#### Listing
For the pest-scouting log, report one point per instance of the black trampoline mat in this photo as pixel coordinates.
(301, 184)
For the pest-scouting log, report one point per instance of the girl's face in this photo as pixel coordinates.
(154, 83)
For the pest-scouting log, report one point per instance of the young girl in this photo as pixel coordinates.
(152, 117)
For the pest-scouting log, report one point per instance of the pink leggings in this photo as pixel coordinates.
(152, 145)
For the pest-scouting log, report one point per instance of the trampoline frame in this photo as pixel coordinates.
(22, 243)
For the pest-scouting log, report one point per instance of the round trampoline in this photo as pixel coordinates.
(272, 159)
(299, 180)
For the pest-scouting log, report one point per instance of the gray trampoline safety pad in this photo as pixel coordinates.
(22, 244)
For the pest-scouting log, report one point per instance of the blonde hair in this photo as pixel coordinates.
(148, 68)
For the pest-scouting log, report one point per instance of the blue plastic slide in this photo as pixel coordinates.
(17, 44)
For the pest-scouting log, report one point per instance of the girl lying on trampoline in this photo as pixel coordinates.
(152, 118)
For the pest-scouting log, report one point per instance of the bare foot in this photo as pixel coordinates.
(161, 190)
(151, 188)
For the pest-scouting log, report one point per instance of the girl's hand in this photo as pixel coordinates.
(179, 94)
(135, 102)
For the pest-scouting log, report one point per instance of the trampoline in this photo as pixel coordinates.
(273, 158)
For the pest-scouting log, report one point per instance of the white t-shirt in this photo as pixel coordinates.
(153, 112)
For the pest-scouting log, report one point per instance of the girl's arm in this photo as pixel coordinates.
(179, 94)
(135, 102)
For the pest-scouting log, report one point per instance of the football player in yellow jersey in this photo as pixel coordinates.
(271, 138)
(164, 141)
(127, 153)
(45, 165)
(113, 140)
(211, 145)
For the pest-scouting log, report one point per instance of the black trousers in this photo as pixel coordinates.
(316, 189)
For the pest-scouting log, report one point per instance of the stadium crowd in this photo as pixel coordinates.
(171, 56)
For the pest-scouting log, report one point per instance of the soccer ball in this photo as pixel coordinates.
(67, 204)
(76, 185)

#### Exercise prompt
Set out the lines above, from the line containing "the trampoline in this photo as pixel coordinates." through the final line, as a numbered list, omitting any blank lines.

#### The result
1. For the pest-scouting log, report one point per instance of the trampoline in this photo as pixel coordinates.
2. (273, 158)
3. For the pest-scouting log, report one point per instance of the white t-shirt in this photo as pixel coordinates.
4. (153, 112)
5. For the pest-scouting log, report one point per instance of the girl's arm in this photo as pixel coordinates.
6. (179, 94)
7. (135, 102)
8. For the pest-scouting log, report one point per instance of the football player in yellow jersey in this photo as pixel coordinates.
9. (271, 138)
10. (164, 141)
11. (127, 153)
12. (45, 165)
13. (113, 140)
14. (211, 145)
15. For the pest-scouting log, report one point per instance of the black trousers in this photo as pixel coordinates.
16. (316, 189)
17. For the pest-scouting log, report one point per instance of the stadium crowd in this photo as pixel coordinates.
18. (171, 56)
19. For the pest-scouting log, report one point per instance of the soccer ball in this photo as pixel coordinates.
20. (67, 204)
21. (76, 185)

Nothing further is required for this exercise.